● What to work on:
Would you please give the entries again word for word, with no images in your copy?

[Opening Available records section]

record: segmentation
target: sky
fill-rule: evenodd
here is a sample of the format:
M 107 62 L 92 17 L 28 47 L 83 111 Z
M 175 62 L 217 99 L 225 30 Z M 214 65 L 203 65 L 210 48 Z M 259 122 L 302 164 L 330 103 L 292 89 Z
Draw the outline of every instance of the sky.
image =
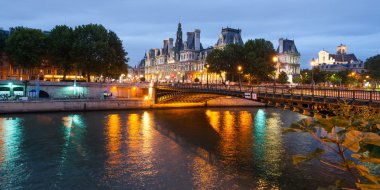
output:
M 55 25 L 96 23 L 117 33 L 134 66 L 164 39 L 175 39 L 177 24 L 201 30 L 203 47 L 215 45 L 222 27 L 240 28 L 243 41 L 294 39 L 301 68 L 322 49 L 365 61 L 380 54 L 379 0 L 0 0 L 0 27 L 51 30 Z

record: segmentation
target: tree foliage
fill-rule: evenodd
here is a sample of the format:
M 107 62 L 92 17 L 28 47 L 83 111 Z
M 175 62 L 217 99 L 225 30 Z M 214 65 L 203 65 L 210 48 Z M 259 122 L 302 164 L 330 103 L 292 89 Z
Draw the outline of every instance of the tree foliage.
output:
M 0 30 L 0 54 L 4 52 L 5 49 L 5 42 L 8 38 L 8 35 Z
M 127 52 L 123 48 L 123 43 L 115 32 L 109 31 L 107 35 L 107 63 L 104 67 L 103 75 L 117 78 L 121 74 L 128 72 Z
M 215 49 L 207 56 L 209 71 L 218 73 L 226 72 L 237 79 L 237 67 L 242 66 L 242 74 L 248 76 L 248 80 L 265 81 L 275 68 L 272 62 L 276 52 L 273 44 L 264 39 L 248 40 L 244 46 L 238 44 L 227 45 L 224 49 Z M 230 77 L 230 78 L 231 78 Z
M 276 55 L 272 42 L 264 39 L 248 40 L 244 50 L 244 73 L 250 75 L 250 81 L 270 80 L 269 75 L 275 71 L 273 56 Z
M 46 35 L 38 29 L 16 27 L 6 40 L 10 60 L 26 69 L 41 65 L 46 56 Z
M 66 25 L 55 26 L 48 36 L 49 60 L 52 65 L 63 70 L 64 80 L 75 66 L 72 55 L 73 42 L 74 31 Z
M 88 24 L 76 27 L 74 35 L 73 55 L 87 80 L 91 75 L 115 77 L 126 72 L 126 52 L 114 32 Z
M 372 79 L 380 80 L 380 54 L 366 60 L 365 66 Z
M 81 71 L 90 76 L 118 78 L 128 72 L 127 52 L 113 31 L 102 25 L 88 24 L 74 30 L 66 25 L 55 26 L 50 32 L 16 27 L 7 37 L 0 32 L 0 52 L 5 49 L 10 60 L 25 69 L 49 64 L 69 72 Z
M 308 132 L 323 145 L 323 149 L 317 148 L 307 155 L 295 155 L 293 163 L 319 159 L 322 164 L 351 175 L 359 189 L 380 189 L 380 176 L 368 168 L 380 164 L 380 113 L 369 107 L 342 104 L 334 114 L 329 118 L 302 119 L 284 129 L 284 132 Z M 327 152 L 334 153 L 339 161 L 324 157 Z M 336 183 L 334 188 L 342 185 Z
M 279 75 L 278 75 L 278 79 L 277 79 L 278 83 L 280 84 L 286 84 L 288 83 L 288 75 L 282 71 Z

[Closing Available records section]

● Result of the task:
record: segmentation
target: sky
fill-rule: evenodd
here is a sample of the format:
M 107 62 L 92 17 L 28 47 L 83 111 Z
M 175 62 L 217 99 L 225 30 Z M 214 65 L 203 65 L 210 48 Z M 259 122 L 302 164 L 330 103 L 292 89 Z
Draw the outline of every instance of the sky.
image =
output:
M 55 25 L 96 23 L 117 33 L 134 66 L 164 39 L 175 39 L 177 24 L 201 30 L 203 47 L 215 45 L 222 27 L 240 28 L 243 41 L 294 39 L 301 68 L 322 49 L 365 61 L 380 54 L 379 0 L 0 0 L 0 27 L 51 30 Z

record: segmentation
target: tree foliage
fill-rule: evenodd
here is a sample of the format:
M 107 62 L 92 17 L 28 47 L 83 111 Z
M 175 62 L 217 99 L 225 30 Z M 214 65 L 203 65 L 210 48 Z M 259 122 L 302 164 L 330 103 L 292 89 Z
Draw the outline of every instance of the tree foliage.
output:
M 0 30 L 0 54 L 4 52 L 5 49 L 5 42 L 8 38 L 8 35 Z
M 127 52 L 123 48 L 123 43 L 115 32 L 109 31 L 107 35 L 107 63 L 104 67 L 103 75 L 117 78 L 121 74 L 128 72 Z
M 215 49 L 207 56 L 209 71 L 218 73 L 226 72 L 237 79 L 237 67 L 242 66 L 242 74 L 248 76 L 248 80 L 265 81 L 275 68 L 272 62 L 276 52 L 273 44 L 264 39 L 248 40 L 244 46 L 238 44 L 227 45 L 224 49 Z M 230 77 L 230 78 L 231 78 Z
M 276 55 L 272 42 L 264 39 L 248 40 L 244 50 L 244 73 L 250 75 L 250 81 L 270 80 L 269 75 L 275 71 L 273 56 Z
M 46 35 L 38 29 L 16 27 L 6 40 L 10 60 L 26 69 L 41 65 L 46 56 Z
M 66 25 L 55 26 L 48 36 L 49 60 L 52 65 L 63 70 L 64 80 L 75 66 L 72 55 L 73 42 L 74 31 Z
M 88 24 L 76 27 L 74 35 L 73 55 L 87 80 L 91 75 L 115 77 L 126 72 L 126 52 L 114 32 Z
M 372 79 L 380 80 L 380 54 L 366 60 L 365 66 Z
M 81 71 L 90 76 L 118 78 L 128 72 L 127 52 L 113 31 L 102 25 L 88 24 L 74 30 L 66 25 L 55 26 L 50 32 L 16 27 L 7 37 L 0 32 L 0 52 L 5 49 L 10 60 L 25 69 L 49 64 L 69 72 Z
M 308 132 L 323 145 L 323 149 L 317 148 L 307 155 L 295 155 L 293 163 L 319 159 L 322 164 L 351 175 L 359 189 L 380 189 L 380 176 L 368 168 L 380 164 L 380 113 L 369 107 L 342 104 L 334 114 L 329 118 L 302 119 L 284 129 L 284 132 Z M 327 152 L 334 153 L 339 161 L 324 157 Z M 336 183 L 334 188 L 342 185 Z
M 279 75 L 278 75 L 278 79 L 277 79 L 278 83 L 280 84 L 286 84 L 288 83 L 288 75 L 282 71 Z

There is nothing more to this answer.